### Passage to read
___

Iterations toward automation

GitLab is an open-core single application serving development and operations teams in software development. I served as a senior product designer on the Secure and Protect UX team, where I focused on designing an experience that enables contributors and teams to commit their most secure work and to defend what they have in production. I lead design on the auto-remediation feature, which is a web security feature with the long-term objective: fix security vulnerabilities in production automatically without human involvement. The users are: 1) developers, who are responsible for committing secure code; and 2) security professionals, who are accountable for an organization's application security.

Why is this valuable to customers? Thinking big: auto-remediation removes the guesswork of identifying and fixing known vulnerabilities by the system automating the workflow. The key innovation: fixes are applied to production code while the customer sleeps. This customer value gives time back to their teams and ensures a more efficient application security workflow. It’s not just the time saved fixing vulnerabilities, it’s also the time saved investigating the detected vulnerabilities. When it comes to web security, no application will ever be 100% secure. That’s why our team’s core focus is: integrating automation into every step of the user’s workflow, facilitating improved decision-making, and helping users understand their risk.

Getting started

My role and objective: 1) identify customer value, 2) ensure consistent user experience across multiple scanners/languages, and 3) define and prioritize iterative steps toward automating the user’s workflow.

___

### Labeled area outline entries

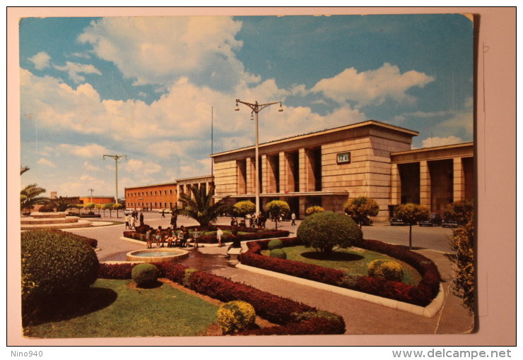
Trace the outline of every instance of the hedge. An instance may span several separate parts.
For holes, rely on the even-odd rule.
[[[201,227],[186,227],[185,229],[187,230],[192,230],[194,228],[200,228]],[[236,235],[236,238],[239,239],[240,241],[247,241],[247,240],[259,240],[260,239],[271,239],[271,238],[279,238],[279,237],[286,237],[289,236],[290,232],[286,230],[258,230],[256,229],[252,229],[250,227],[231,227],[231,226],[222,226],[220,227],[222,230],[237,230],[238,232],[248,232],[249,234],[242,234]],[[215,231],[216,229],[216,227],[213,225],[208,227],[208,231]],[[165,236],[167,233],[165,232],[166,229],[163,229],[164,231],[162,232],[162,236]],[[124,232],[124,237],[129,238],[129,239],[134,239],[135,240],[140,240],[141,241],[146,241],[146,236],[144,233],[139,233],[138,232],[135,231],[127,231]],[[230,242],[232,241],[232,239],[230,239],[230,236],[223,236],[222,239],[225,242]],[[198,239],[198,242],[199,244],[218,244],[218,239],[216,239],[216,236],[200,236]]]
[[[283,246],[302,245],[298,238],[282,239]],[[403,282],[362,276],[357,281],[343,281],[343,271],[306,264],[290,260],[278,259],[261,255],[267,248],[268,240],[247,244],[248,251],[241,253],[238,260],[245,265],[317,281],[330,285],[345,287],[372,295],[398,300],[414,305],[426,306],[440,291],[441,277],[435,264],[429,258],[395,245],[376,240],[363,240],[360,247],[384,253],[404,261],[414,268],[422,277],[416,286]]]
[[[188,267],[174,262],[155,264],[160,276],[181,285],[185,284],[196,292],[223,302],[241,300],[250,304],[257,315],[276,326],[241,331],[235,335],[334,335],[345,332],[345,322],[339,315],[319,311],[315,308],[273,295],[254,287],[233,282],[225,277],[197,270],[186,277]],[[105,279],[130,279],[134,263],[100,264],[99,277]],[[319,313],[317,317],[300,320],[304,313]],[[328,316],[320,316],[327,313]]]

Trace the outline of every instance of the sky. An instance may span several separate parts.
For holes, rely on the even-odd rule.
[[[61,196],[211,173],[211,152],[369,119],[413,148],[474,139],[473,24],[459,14],[25,18],[22,186]],[[212,129],[212,130],[211,130]],[[212,134],[212,140],[211,140]]]

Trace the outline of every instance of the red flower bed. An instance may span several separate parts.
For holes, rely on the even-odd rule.
[[[173,262],[155,265],[160,270],[161,277],[182,285],[187,284],[185,270],[189,268],[187,266]],[[99,277],[130,279],[134,265],[132,263],[100,264]],[[339,315],[318,311],[307,305],[204,271],[190,273],[188,280],[189,287],[196,292],[223,302],[233,300],[246,301],[252,305],[257,315],[278,324],[278,326],[242,331],[235,335],[333,335],[345,332],[345,322]],[[318,316],[300,320],[300,314],[303,313],[317,313]]]
[[[283,246],[301,244],[298,238],[283,239],[282,241]],[[360,277],[355,282],[346,283],[343,282],[345,272],[341,270],[262,256],[260,252],[267,248],[268,244],[268,240],[247,243],[248,251],[240,254],[238,260],[242,263],[249,266],[330,285],[346,287],[421,306],[426,306],[430,304],[440,291],[441,277],[434,263],[422,255],[400,246],[376,240],[363,240],[360,245],[363,248],[387,254],[413,267],[422,276],[422,280],[417,286],[368,276]]]

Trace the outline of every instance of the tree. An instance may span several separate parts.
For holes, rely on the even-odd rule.
[[[94,209],[95,206],[96,206],[96,204],[95,204],[94,203],[88,203],[86,204],[86,206],[84,208],[88,210],[89,212],[92,212],[93,209]]]
[[[98,215],[100,215],[100,210],[103,208],[103,204],[96,204],[96,208],[98,209]]]
[[[318,212],[305,217],[296,236],[307,246],[329,255],[338,248],[358,246],[363,239],[354,220],[339,212]]]
[[[454,294],[462,299],[463,306],[472,313],[474,311],[474,211],[460,229],[455,229],[451,238],[456,257],[451,258],[456,265],[452,287]]]
[[[271,214],[271,216],[274,219],[274,224],[276,225],[276,229],[278,230],[278,220],[281,216],[286,216],[290,212],[290,208],[289,204],[285,201],[281,200],[273,200],[267,203],[265,205],[265,210]]]
[[[242,217],[245,217],[247,214],[251,214],[256,211],[256,205],[252,201],[248,200],[236,203],[233,208],[234,208],[235,214]]]
[[[39,187],[36,184],[28,185],[20,192],[20,208],[30,210],[37,204],[47,204],[49,199],[46,196],[40,196],[45,193],[45,189]]]
[[[445,207],[443,217],[454,220],[459,225],[464,225],[474,217],[474,203],[472,200],[460,200]]]
[[[367,220],[368,217],[377,215],[380,206],[375,200],[366,196],[360,196],[348,199],[345,204],[344,210],[356,224],[359,224],[361,229],[363,222]]]
[[[409,247],[412,248],[412,225],[428,219],[428,209],[418,204],[403,204],[396,207],[394,216],[409,225]]]
[[[105,216],[105,210],[109,210],[109,217],[112,217],[112,210],[114,210],[114,203],[107,203],[103,205],[103,215]]]
[[[210,186],[206,192],[204,188],[191,186],[189,188],[190,193],[182,193],[178,198],[182,204],[179,212],[194,219],[200,227],[208,228],[221,213],[231,210],[231,207],[226,203],[228,196],[214,203],[214,186]]]
[[[53,206],[57,208],[57,211],[63,212],[67,210],[74,205],[72,199],[67,196],[59,196],[56,199],[51,200]]]
[[[93,204],[93,205],[94,205],[94,204]],[[123,207],[124,207],[123,205],[122,205],[120,203],[117,203],[116,204],[114,204],[112,205],[113,210],[116,210],[116,217],[118,217],[118,210],[120,210]]]

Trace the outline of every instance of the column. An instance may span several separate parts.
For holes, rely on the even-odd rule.
[[[428,162],[420,162],[420,205],[428,208],[430,210],[430,172]]]
[[[465,174],[463,171],[463,162],[461,157],[454,157],[454,179],[453,187],[454,201],[458,201],[465,198]]]
[[[280,188],[277,189],[276,191],[285,193],[289,189],[287,181],[287,176],[288,175],[287,167],[288,165],[285,152],[281,152],[278,154],[278,161],[280,162]]]
[[[401,203],[401,179],[399,176],[399,169],[397,164],[391,164],[391,191],[390,205]]]

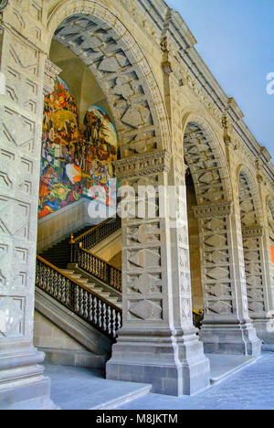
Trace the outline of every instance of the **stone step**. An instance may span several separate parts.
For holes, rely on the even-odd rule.
[[[98,399],[94,397],[93,405],[90,410],[114,410],[127,402],[147,395],[151,390],[152,385],[117,382],[114,390],[109,389]],[[96,404],[97,401],[100,401],[100,402]]]

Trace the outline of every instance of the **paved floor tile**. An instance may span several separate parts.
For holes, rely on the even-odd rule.
[[[106,380],[90,369],[46,365],[51,378],[52,400],[62,409],[90,409],[100,401],[122,395],[138,384]],[[143,386],[143,385],[142,385]],[[193,397],[148,393],[121,410],[274,410],[274,353]]]

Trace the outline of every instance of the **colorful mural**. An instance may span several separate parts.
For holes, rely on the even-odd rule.
[[[58,79],[45,98],[38,218],[80,198],[99,198],[111,207],[116,187],[110,187],[109,180],[118,145],[115,128],[101,108],[91,106],[79,125],[76,102]]]

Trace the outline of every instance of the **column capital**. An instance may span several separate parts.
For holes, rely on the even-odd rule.
[[[193,209],[197,219],[230,216],[233,212],[233,202],[229,200],[209,205],[198,205],[193,207]]]
[[[54,83],[58,76],[62,72],[57,65],[49,59],[46,59],[45,78],[44,78],[44,95],[48,95],[54,91]]]
[[[127,157],[113,162],[113,166],[116,177],[126,179],[163,172],[168,173],[171,167],[171,159],[172,155],[166,150],[163,150]]]
[[[264,228],[261,226],[243,228],[242,232],[243,238],[262,238],[264,235]]]

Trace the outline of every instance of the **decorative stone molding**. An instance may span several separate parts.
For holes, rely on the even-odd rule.
[[[168,173],[171,166],[171,155],[163,150],[132,156],[113,162],[116,177],[132,178],[157,173]]]
[[[220,202],[210,205],[193,207],[195,216],[198,219],[230,216],[233,212],[233,202]]]
[[[261,226],[254,226],[250,228],[243,228],[243,238],[262,238],[264,235],[264,229]]]
[[[61,69],[53,64],[49,59],[46,59],[44,95],[48,95],[54,91],[54,83],[57,77],[62,72]]]

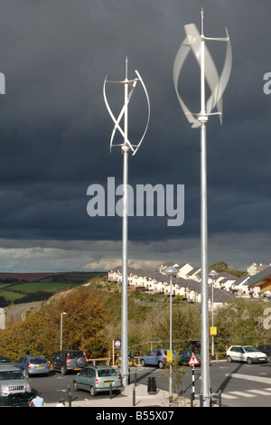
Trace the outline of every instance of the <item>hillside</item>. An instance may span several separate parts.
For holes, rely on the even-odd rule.
[[[48,299],[60,290],[102,279],[105,272],[0,273],[0,307]]]

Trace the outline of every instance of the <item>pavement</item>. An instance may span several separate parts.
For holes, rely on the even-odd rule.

___

### Problems to solve
1 > Transcribe the part of the auto-remediation text above that begins with the words containing "GitLab is an" and ends with "organization's application security.".
2 > According to the auto-remediation text, what is the long-term objective of the auto-remediation feature?

### Answers per task
1 >
GitLab is an open-core single application serving development and operations teams in software development. I served as a senior product designer on the Secure and Protect UX team, where I focused on designing an experience that enables contributors and teams to commit their most secure work and to defend what they have in production. I lead design on the auto-remediation feature, which is a web security feature with the long-term objective: fix security vulnerabilities in production automatically without human involvement. The users are: 1) developers, who are responsible for committing secure code; and 2) security professionals, who are accountable for an organization's application security.

2 > To fix security vulnerabilities in production automatically without human involvement.